Named-object pointing records:
=======

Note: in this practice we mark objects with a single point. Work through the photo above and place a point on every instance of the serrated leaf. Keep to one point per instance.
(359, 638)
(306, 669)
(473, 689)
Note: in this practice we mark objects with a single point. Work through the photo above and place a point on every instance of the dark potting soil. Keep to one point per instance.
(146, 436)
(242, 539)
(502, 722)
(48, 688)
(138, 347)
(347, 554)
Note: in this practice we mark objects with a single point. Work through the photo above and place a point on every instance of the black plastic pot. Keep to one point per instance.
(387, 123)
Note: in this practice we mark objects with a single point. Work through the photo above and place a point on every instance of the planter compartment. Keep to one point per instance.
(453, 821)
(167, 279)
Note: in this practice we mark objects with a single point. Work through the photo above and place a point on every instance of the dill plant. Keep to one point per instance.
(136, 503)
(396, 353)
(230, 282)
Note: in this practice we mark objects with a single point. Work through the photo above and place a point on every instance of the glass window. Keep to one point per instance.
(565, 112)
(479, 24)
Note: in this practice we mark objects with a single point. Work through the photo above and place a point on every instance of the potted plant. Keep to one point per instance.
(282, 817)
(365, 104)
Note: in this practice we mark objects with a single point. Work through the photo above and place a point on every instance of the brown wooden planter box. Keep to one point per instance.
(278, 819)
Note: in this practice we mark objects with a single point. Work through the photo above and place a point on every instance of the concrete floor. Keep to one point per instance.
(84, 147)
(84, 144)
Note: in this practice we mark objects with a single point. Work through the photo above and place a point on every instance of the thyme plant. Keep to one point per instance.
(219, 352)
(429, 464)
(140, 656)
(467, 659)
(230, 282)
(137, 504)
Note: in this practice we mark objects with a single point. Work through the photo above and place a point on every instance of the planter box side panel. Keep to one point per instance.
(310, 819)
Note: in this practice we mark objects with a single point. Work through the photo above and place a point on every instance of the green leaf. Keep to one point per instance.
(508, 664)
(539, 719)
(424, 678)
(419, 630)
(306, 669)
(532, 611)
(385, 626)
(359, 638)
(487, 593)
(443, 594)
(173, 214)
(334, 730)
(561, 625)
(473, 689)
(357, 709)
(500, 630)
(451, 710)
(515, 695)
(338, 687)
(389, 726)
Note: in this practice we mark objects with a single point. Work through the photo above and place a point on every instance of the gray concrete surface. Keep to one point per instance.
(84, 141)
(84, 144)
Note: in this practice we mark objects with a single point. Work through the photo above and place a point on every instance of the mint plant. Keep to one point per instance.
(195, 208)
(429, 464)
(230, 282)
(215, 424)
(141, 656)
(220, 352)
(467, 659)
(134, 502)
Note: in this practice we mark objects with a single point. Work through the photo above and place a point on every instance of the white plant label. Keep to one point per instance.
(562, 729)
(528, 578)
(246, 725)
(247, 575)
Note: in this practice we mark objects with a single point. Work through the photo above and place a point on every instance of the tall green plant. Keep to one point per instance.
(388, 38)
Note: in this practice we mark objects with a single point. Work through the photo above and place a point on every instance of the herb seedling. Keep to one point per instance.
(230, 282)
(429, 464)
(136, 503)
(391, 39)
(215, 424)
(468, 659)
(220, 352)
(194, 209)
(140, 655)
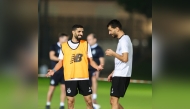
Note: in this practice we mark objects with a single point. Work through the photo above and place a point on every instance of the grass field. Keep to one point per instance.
(138, 96)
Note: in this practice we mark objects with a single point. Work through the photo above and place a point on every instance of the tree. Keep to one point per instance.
(141, 6)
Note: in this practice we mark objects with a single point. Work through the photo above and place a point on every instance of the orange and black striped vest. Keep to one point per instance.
(75, 61)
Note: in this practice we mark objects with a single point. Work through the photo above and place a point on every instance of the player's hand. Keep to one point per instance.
(109, 52)
(50, 73)
(110, 77)
(100, 67)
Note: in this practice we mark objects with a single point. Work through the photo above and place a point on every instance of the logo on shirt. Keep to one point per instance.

=======

» **STATED GOAL**:
Exactly reproduce each record, leaving out any pictures.

» **WRITTEN SOLUTION**:
Note: in this practice we mark objects with a single point. Work through the photo above and place a point on every instance of the serrated leaf. Keep to one point per instance.
(359, 638)
(306, 669)
(473, 689)
Note: in this practice we mark objects with a single point. Work through the photo above and place a point on every instance of the dark potting soil. Keep to one point per instance.
(146, 436)
(242, 539)
(502, 722)
(48, 688)
(138, 347)
(347, 554)
Note: in this practice we mark objects with a single point. Work through the photo above and place a point on every instance of the black plastic pot. Keep to one point per instance.
(387, 123)
Note: in this practice we mark objects with a single point. Work through the photo above and place a point on every instance of the planter compartment. Keep to one point per instance.
(453, 821)
(167, 279)
Note: in this practice we mark objects with a single point. Work through the photo above and place a point on every instance of the dill plant. Keep to one point per instance.
(136, 503)
(396, 353)
(230, 282)
Note: in this practice we mark objects with a single point. Work through the photo above and place a point on every instance of the glass window. Keep to one point per instance.
(565, 112)
(479, 24)
Note: in this practice we mark objects with a single point. Work through the photo above and place a point on every instance of the potted plant. Keep to one point per instance.
(282, 817)
(365, 104)
Note: in this practice we mark objects with a single point. Work through the photo above and place a point on every instance of the brown wooden planter box. Keep to one point per instance.
(278, 819)
Note: in this practice we mark objects with a single point. Work through the photo above and place a point on every instance of the concrete floor. Keep to one point per instance.
(84, 147)
(84, 144)
Note: in this practice we mark objects with a single point. Work through the photo above and place a point on every instance of the thyme plant. Keep to one point per instance.
(219, 352)
(429, 464)
(140, 656)
(467, 659)
(230, 282)
(137, 504)
Note: in this practice we mark objects with a single point. Work through the photo above and place a point on every instance of the planter box side panel. Keep to one point per instance.
(310, 819)
Note: in this practice we mark objects with a single point. Work through the photo above and place a point on every instance of the green leaf. Keep to one point per instance.
(508, 664)
(539, 719)
(424, 678)
(419, 630)
(306, 669)
(532, 611)
(385, 626)
(359, 638)
(487, 593)
(443, 594)
(173, 214)
(334, 730)
(561, 625)
(473, 689)
(357, 709)
(500, 630)
(451, 710)
(515, 695)
(338, 687)
(389, 726)
Note: in this practice we mark objects with a single point. Work through the photo above and place a point on every instance of the gray concrete surface. Keep to one point per instance.
(84, 141)
(84, 144)
Note: in this practice we mark objects with a single point. Work through the photo above and place a point on every instance of the mint plant. Keep to one point per instance.
(195, 208)
(429, 464)
(230, 282)
(215, 424)
(141, 656)
(220, 352)
(467, 659)
(134, 502)
Note: in this practice we mark objects with a single point. Work through the photo above and place a point on every instance of the white plant label. Keep to one point per instance.
(562, 729)
(528, 578)
(246, 725)
(247, 575)
Note: in this practice we mark objects with a single point. Work through the photo above and place a point on every instance of the tall green plant. Keep to one point per instance.
(388, 38)
Note: in this practice we mark objects with a single point. Work through the photo above and place a point on every instance of the herb seedling. Keep to one point per instance.
(230, 282)
(429, 464)
(136, 503)
(391, 39)
(215, 424)
(468, 659)
(220, 352)
(194, 209)
(140, 655)
Note: in this practice we mark objects with a single point. Work through the photo above and place a point on every instance of the grass field. Keep to one point per instance.
(138, 96)
Note: in this practice we mark objects with a single point. Work through the photo above and place a point on every instance of the tree. Keep to one point per instance.
(141, 6)
Note: in this practice we mark objects with a single point. Work through the photo above and place a point on every instance of the orange and black striped vest. Keep to one point per instance.
(75, 61)
Note: in this practice we mark objects with a single point. Work through the photo above and place a point on every instance of the player's hand. Keep to one point per instance.
(109, 52)
(50, 73)
(110, 77)
(100, 67)
Note: in this practice we mark objects with a single point. Work through the photo above and place a point on every instance of the logo on shirt. Keep to one point per instance.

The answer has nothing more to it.